APPLY WHAT YOU READ:
[1] List every dollar amount mentioned in the health insurance article below.
[2] Continue the article about Humana and the risk corridor program from where it stops.

DOCUMENT EXCERPT:

At least one major health insurer is giving up hope that it will ever be able to collect all of the funds it is owed through the Affordable Care Act’s risk corridor program.
Humana will write off nearly all of the $591 million it is owed through the program, the insurer announced late last week. The company previously collected $30 million in risk corridor payments from the Centers for Medicare & Medicaid Services for the 2014 plan year, and anticipated getting another $8 million toward outstanding 2014 receivables.
The risk corridor program aims to shield insurers from the financial risk associated with operating in the individual marketplaces by essentially collecting funds from better-performing plans and reimbursing lower-performing ones. But it has been fraught with controversy since CMS announced it would be able to pay insurers less than 13% of what they were owed for the 2014 benefit year, due to a provision that requires the program to be budget-neutral.
Several insurers have since sued the government seeking to compel it to deliver promised receivables.

EXCERPTED DATA:

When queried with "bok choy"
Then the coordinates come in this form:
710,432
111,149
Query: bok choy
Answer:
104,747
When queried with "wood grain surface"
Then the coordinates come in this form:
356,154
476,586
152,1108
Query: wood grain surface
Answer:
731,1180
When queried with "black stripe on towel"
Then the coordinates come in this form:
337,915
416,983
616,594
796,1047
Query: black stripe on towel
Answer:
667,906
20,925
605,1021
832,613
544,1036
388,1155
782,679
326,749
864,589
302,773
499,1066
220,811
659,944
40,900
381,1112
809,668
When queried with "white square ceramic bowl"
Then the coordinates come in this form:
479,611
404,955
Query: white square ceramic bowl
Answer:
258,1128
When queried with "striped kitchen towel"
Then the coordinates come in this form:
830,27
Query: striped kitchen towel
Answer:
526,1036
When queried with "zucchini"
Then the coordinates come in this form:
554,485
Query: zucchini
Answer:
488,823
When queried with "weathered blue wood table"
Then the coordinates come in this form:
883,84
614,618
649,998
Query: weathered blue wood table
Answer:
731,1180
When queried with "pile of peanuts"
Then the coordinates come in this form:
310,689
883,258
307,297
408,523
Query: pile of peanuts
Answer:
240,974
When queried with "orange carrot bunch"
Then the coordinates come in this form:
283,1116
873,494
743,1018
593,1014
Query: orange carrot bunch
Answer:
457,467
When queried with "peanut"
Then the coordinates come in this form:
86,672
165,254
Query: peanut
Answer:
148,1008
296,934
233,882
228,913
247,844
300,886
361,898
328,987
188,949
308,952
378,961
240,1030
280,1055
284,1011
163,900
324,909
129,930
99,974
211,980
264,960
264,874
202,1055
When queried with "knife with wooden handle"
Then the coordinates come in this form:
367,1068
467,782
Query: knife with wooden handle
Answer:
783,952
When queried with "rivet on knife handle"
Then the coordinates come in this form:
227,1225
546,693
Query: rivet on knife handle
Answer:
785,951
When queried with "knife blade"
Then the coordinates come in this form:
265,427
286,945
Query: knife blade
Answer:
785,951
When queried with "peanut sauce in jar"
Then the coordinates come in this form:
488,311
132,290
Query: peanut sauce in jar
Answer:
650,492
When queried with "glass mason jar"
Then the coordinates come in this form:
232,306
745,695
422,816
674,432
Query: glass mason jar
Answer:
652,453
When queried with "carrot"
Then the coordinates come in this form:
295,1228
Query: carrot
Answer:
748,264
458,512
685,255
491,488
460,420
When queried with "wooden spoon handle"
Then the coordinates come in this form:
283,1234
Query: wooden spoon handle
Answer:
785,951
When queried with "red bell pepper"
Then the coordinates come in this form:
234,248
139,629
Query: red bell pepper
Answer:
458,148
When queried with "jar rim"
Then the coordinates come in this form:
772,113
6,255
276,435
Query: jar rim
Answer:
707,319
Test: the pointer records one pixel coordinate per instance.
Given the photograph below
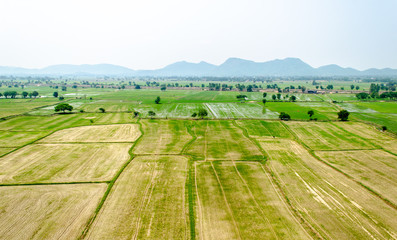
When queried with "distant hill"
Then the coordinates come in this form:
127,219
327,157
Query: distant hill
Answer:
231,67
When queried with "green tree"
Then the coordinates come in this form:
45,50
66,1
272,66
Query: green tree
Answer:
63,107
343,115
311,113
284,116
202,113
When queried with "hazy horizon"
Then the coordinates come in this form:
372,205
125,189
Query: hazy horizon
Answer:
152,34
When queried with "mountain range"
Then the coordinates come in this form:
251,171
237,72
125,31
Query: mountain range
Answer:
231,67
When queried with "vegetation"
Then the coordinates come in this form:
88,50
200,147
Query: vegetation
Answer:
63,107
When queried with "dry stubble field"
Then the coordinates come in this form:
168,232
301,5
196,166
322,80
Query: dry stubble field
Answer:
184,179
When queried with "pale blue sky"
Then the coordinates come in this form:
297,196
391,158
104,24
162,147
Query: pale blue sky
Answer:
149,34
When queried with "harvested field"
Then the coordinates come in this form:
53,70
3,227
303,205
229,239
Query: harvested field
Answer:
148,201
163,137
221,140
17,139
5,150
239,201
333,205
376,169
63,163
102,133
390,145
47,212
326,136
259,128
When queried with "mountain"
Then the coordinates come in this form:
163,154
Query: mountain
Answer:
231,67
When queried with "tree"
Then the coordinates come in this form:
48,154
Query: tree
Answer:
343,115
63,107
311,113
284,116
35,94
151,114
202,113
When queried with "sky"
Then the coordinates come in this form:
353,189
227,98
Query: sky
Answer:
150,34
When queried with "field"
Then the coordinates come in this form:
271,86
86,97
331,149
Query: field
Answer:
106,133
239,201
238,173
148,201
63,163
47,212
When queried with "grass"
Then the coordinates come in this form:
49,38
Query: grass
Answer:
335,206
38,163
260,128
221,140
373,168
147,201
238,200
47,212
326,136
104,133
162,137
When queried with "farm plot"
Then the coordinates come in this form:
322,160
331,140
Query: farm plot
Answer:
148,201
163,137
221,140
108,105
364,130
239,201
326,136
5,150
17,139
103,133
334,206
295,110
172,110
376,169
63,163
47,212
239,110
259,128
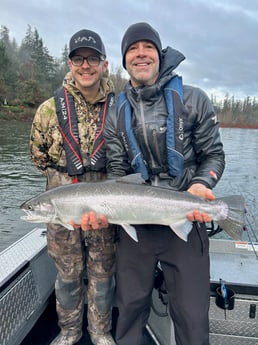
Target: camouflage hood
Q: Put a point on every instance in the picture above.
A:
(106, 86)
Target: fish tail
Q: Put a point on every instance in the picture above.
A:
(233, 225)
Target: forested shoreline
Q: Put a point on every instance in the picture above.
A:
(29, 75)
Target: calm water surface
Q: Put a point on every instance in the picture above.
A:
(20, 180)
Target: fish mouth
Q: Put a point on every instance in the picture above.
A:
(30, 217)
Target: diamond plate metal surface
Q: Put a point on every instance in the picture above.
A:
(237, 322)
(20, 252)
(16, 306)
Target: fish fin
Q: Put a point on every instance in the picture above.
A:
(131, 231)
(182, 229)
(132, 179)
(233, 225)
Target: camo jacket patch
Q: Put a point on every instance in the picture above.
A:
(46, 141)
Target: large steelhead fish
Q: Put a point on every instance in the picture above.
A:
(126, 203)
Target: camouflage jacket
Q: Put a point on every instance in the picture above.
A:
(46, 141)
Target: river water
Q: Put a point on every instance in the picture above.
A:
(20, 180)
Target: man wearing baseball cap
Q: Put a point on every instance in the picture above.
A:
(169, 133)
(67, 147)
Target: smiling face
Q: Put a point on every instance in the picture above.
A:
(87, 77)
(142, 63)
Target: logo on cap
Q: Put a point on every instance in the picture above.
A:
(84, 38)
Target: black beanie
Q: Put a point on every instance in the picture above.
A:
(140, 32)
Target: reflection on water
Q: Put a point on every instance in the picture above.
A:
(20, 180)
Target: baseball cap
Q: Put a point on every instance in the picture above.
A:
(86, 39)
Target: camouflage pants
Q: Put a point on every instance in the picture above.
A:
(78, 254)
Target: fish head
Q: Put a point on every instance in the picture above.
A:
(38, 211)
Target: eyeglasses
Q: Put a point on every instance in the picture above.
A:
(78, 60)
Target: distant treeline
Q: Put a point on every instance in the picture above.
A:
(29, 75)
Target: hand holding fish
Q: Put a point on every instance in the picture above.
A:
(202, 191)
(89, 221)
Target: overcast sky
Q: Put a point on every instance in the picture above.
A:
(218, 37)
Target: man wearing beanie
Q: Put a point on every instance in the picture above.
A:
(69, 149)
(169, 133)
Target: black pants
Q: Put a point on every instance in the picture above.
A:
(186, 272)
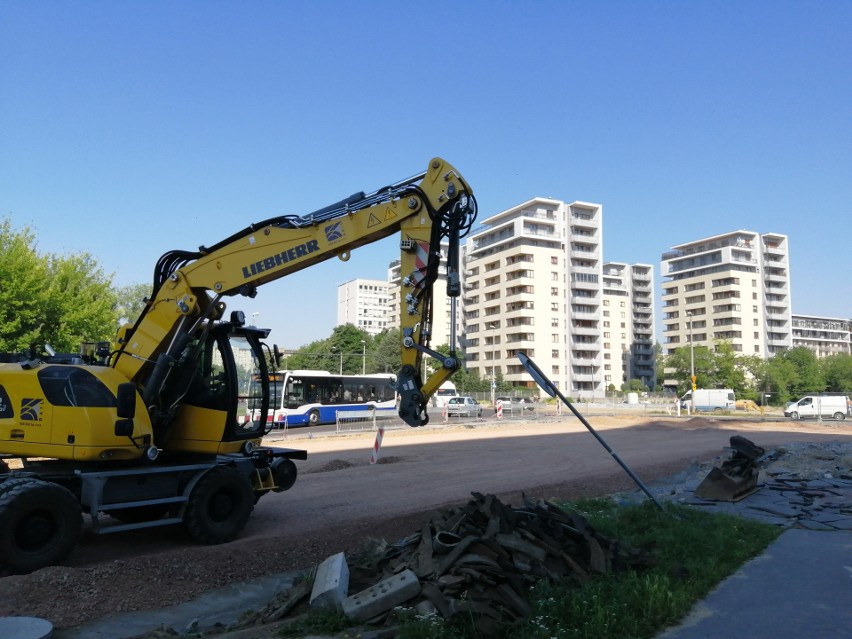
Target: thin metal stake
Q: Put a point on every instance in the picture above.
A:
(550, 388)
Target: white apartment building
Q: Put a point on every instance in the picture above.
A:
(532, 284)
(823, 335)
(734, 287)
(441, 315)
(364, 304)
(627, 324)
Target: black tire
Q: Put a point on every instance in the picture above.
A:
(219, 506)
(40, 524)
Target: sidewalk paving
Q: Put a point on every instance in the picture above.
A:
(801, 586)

RESPONSES FOR EACH TASK:
[1]
$591 million
$30 million
$8 million

[2]
Humana’s decision to write off the hundreds of millions it is still owed came after the U.S. Court of Federal Claims dismissed Land of Lincoln Mutual Health Insurance Company’s lawsuit to recoup outstanding risk corridor payments. Given that ruling (PDF), Humana’s “conclusion with respect to the ultimate collectability of the receivable has shifted, and accounting rules require that the receivable be written off,” the announcement noted.
Because of the risk corridor receivables write-off and newly disclosed “transaction and integration costs” likely tied to the pending merger with Aetna, Humana adjusted its year-end earnings per share estimate to $6.09, down from the $8.68 per share it estimated as of Nov. 4.
But since the risk corridor program expires at the end of this year, Humana noted that the receivables write-off isn’t expected to affect its performance in 2017.